• [PROBLEM DETAILS]:
Would you retype all of these records exactly?

• [RECORDS SUPPLIED]:
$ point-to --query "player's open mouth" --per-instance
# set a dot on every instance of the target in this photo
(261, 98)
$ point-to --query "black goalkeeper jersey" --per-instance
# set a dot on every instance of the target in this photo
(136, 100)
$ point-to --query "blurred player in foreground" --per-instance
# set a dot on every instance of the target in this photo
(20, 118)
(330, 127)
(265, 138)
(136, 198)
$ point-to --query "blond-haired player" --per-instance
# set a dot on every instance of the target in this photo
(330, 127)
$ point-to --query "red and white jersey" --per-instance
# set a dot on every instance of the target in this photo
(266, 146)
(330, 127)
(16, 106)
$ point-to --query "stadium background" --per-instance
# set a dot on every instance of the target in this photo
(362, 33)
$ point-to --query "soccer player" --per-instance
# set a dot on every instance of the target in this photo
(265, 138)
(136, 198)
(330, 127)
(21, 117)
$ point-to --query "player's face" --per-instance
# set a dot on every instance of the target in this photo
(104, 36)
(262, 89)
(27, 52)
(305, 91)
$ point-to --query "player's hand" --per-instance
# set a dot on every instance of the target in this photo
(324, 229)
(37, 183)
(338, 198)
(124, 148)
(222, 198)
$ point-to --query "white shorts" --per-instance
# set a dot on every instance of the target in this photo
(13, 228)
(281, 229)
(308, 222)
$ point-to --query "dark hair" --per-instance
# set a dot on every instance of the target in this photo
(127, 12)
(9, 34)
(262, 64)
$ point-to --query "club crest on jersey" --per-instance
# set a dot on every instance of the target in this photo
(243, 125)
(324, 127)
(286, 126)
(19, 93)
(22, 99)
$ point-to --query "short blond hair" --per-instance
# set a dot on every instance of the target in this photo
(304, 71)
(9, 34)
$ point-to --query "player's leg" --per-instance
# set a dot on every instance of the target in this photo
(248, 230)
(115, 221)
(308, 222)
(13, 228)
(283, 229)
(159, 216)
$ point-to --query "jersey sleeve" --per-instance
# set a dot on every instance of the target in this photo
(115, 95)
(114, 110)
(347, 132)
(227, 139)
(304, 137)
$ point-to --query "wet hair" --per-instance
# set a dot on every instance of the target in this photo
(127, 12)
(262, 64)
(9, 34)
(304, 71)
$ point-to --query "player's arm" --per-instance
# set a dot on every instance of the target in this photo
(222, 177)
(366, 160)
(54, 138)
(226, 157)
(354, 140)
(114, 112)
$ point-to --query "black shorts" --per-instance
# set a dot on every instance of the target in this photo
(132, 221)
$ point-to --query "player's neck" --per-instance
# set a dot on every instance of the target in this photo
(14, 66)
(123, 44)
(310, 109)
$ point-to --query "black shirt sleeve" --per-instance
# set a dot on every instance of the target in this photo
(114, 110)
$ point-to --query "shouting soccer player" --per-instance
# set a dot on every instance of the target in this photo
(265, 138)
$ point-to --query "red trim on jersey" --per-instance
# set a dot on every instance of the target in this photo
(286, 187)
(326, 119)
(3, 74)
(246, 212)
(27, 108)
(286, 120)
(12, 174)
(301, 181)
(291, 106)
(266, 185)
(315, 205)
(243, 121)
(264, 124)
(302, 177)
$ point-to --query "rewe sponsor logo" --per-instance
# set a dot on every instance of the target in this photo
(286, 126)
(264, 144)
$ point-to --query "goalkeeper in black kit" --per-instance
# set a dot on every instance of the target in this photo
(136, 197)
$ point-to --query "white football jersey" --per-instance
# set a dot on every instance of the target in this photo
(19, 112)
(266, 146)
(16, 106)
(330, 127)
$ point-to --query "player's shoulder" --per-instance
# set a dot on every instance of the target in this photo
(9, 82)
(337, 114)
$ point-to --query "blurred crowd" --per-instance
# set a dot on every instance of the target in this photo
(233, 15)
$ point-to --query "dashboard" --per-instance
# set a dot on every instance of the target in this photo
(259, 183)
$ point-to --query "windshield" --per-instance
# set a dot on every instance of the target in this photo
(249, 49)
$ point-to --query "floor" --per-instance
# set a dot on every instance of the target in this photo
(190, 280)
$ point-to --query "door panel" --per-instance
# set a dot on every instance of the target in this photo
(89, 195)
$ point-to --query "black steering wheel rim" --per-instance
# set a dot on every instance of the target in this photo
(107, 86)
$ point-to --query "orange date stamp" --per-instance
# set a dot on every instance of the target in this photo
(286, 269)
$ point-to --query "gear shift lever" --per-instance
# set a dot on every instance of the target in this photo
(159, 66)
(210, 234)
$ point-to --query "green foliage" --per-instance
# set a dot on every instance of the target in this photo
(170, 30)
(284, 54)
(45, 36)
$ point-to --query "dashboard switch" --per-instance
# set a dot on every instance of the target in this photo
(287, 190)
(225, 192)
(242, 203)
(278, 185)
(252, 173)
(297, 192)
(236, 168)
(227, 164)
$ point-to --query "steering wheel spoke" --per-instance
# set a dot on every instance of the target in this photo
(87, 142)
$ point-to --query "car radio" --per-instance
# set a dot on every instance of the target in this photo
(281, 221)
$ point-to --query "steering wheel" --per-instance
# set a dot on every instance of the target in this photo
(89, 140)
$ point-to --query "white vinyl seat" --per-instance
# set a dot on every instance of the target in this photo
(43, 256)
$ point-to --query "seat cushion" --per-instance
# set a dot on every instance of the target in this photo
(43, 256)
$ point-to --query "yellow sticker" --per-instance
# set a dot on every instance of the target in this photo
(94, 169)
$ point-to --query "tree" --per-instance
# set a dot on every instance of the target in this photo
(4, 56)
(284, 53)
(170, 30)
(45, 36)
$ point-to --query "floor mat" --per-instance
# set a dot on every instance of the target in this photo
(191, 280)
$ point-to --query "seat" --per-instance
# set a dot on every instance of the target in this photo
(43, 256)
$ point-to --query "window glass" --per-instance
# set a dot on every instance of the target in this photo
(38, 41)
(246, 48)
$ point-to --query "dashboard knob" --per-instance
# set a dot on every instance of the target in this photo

• [ANSWER TO THIS PROBLEM]:
$ point-to --query "player's open mouth" --per-instance
# set a dot on every instance of the target in this photo
(261, 98)
$ point-to --query "black goalkeeper jersey" --per-instance
# set a dot on every instance of the target in this photo
(136, 100)
$ point-to --query "blurred player in foreground" --per-instance
# set a dot on every instance of the target in this photo
(20, 118)
(330, 127)
(265, 138)
(136, 198)
$ point-to --query "blond-haired player" --per-instance
# set a dot on every instance of the target in this photo
(330, 127)
$ point-to --query "red and white jersey" --per-instance
# set a dot on every instance of the target in this photo
(266, 146)
(330, 127)
(16, 106)
$ point-to --query "stadium background" --per-instance
# set a dot on every instance of the target in this photo
(362, 33)
$ point-to --query "soccer player" --per-instance
# set a dot on every instance of the target in this photo
(265, 138)
(136, 198)
(330, 127)
(21, 117)
$ point-to --query "player's face" --per-instance
# set a dot on every instance of the target in this photo
(104, 36)
(262, 89)
(27, 52)
(305, 91)
$ point-to --query "player's hand" --per-instance
# set a dot on every instance of the target in this photo
(324, 229)
(37, 183)
(338, 198)
(124, 148)
(222, 198)
$ point-to --query "white shorts" --per-instance
# set a dot on every instance of the target in this photo
(13, 228)
(281, 229)
(308, 222)
$ point-to --query "dark hair" --per-instance
# set a dot on every instance of the target in this photo
(127, 12)
(9, 34)
(262, 64)
$ point-to --query "club crest on jersey" --per-instance
# set a dot on every instance of the target in this photo
(243, 125)
(324, 127)
(286, 126)
(19, 93)
(22, 99)
$ point-to --query "short blond hair" --per-instance
# set a dot on every instance of the target in this photo
(304, 71)
(9, 34)
$ point-to --query "player's leg" --per-instance
# set a dot on every instance of the target in this photo
(248, 230)
(115, 221)
(308, 222)
(13, 228)
(283, 229)
(159, 216)
$ point-to --query "jersey sleeve" --per-instance
# set a dot on every instance of the target in this photo
(115, 95)
(114, 110)
(347, 132)
(227, 139)
(304, 137)
$ point-to --query "wet hair" --per-instance
# set a dot on every instance of the target in this photo
(127, 12)
(262, 64)
(9, 34)
(304, 71)
$ point-to --query "player's arm" --per-instance
# set a dot on every instance of the target in this photo
(222, 177)
(366, 160)
(54, 138)
(226, 157)
(354, 140)
(114, 112)
$ point-to --query "black shorts" --per-instance
# set a dot on every instance of the target in this photo
(132, 221)
$ point-to --query "player's neck" --per-instance
# set a dot on every instance of the target in this photo
(14, 66)
(123, 44)
(310, 109)
$ point-to --query "black shirt sleeve" --per-instance
# set a dot on every instance of the target in this photo
(114, 110)
$ point-to --query "shouting soccer player" --per-instance
# set a dot on every instance of the target in this photo
(265, 138)
$ point-to --query "red trim on jersey" --per-instance
# set a dot on every instance of the target in this photo
(286, 187)
(326, 119)
(3, 74)
(246, 212)
(27, 108)
(286, 120)
(12, 174)
(301, 181)
(291, 106)
(266, 185)
(315, 205)
(243, 121)
(264, 124)
(302, 177)
$ point-to --query "rewe sponsor logo" --per-instance
# set a dot on every instance of the target in this photo
(286, 126)
(264, 144)
$ point-to --query "goalkeeper in black kit" --per-instance
# set a dot on every instance of the target in this photo
(136, 197)
$ point-to --query "white football jersey" --per-instance
# set a dot on every instance of the target in this photo
(19, 112)
(266, 146)
(16, 106)
(330, 127)
$ point-to --query "player's shoulder" --per-instance
# set a dot on every instance of the target in this photo
(9, 82)
(337, 114)
$ point-to --query "blurred crowd" --per-instance
# set a dot on every instance of the target in this photo
(233, 15)
$ point-to --query "dashboard" --per-instance
# set a dot on every instance of the target in this photo
(259, 183)
$ point-to --query "windshield" --per-instance
# set a dot on every instance of the target in this photo
(249, 49)
$ point-to --query "floor" --per-instance
# set a dot on every instance of the target in this photo
(190, 280)
$ point-to --query "door panel" --per-instance
# set a dot on every instance of the target in this photo
(89, 195)
$ point-to --query "black steering wheel rim" --per-instance
# set a dot on every instance of the target in this photo
(107, 86)
$ point-to --query "orange date stamp" --per-instance
# set a dot on every instance of the target in this photo
(286, 269)
$ point-to --query "gear shift lever" --per-instance
# set a dot on every instance of the target in this photo
(159, 66)
(210, 234)
$ point-to --query "green foliage" --per-instance
# set a dot on every instance of the target in this photo
(170, 30)
(284, 54)
(45, 36)
$ point-to --query "dashboard switch" --per-instance
# set a dot on every instance of the target in this photo
(287, 190)
(225, 192)
(242, 203)
(278, 185)
(252, 173)
(297, 192)
(236, 168)
(227, 164)
$ point-to --query "steering wheel spoke" --per-instance
# set a dot on every instance of the target in this photo
(87, 142)
$ point-to --query "car radio" --per-instance
# set a dot on every instance of the target in this photo
(281, 221)
$ point-to --query "steering wheel" --per-instance
# set a dot on every instance of the target in this photo
(89, 140)
$ point-to --query "white vinyl seat" --per-instance
# set a dot on every instance of the target in this photo
(43, 256)
$ point-to --query "seat cushion" --per-instance
# set a dot on every instance of the target in this photo
(43, 256)
$ point-to --query "yellow sticker" --per-instance
# set a dot on every instance of the target in this photo
(94, 169)
$ point-to --query "tree" --per-instance
# set a dot on every instance of the target in this photo
(4, 56)
(284, 53)
(170, 30)
(45, 36)
$ point-to --query "floor mat" --per-instance
# set a dot on every instance of the target in this photo
(191, 280)
$ point-to --query "seat" --per-instance
# set a dot on every instance of the target in this photo
(43, 256)
$ point-to --query "window glass" --per-instance
# set a dot on every instance of the target in this photo
(38, 41)
(246, 48)
$ point-to --query "dashboard knob" --per-instance
# set a dot on every instance of the target in this photo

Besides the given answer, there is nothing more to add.